# Aim of the exercise:
Once the pictures are removed, return each record below exactly as written.

Data extracted from a collection

┌──

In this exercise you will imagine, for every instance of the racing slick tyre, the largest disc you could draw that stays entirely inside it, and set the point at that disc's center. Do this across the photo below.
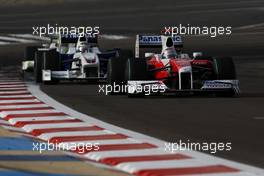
(116, 68)
(29, 54)
(136, 69)
(51, 61)
(38, 65)
(224, 69)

└──

# Result of this exercise:
In this exercise you will imagine, for every instance of the racing slick tyre, the largest disc you could draw that stays entirely inside it, and set the point at that disc's center. Do this across the photo below.
(116, 68)
(29, 54)
(136, 69)
(51, 61)
(38, 65)
(224, 69)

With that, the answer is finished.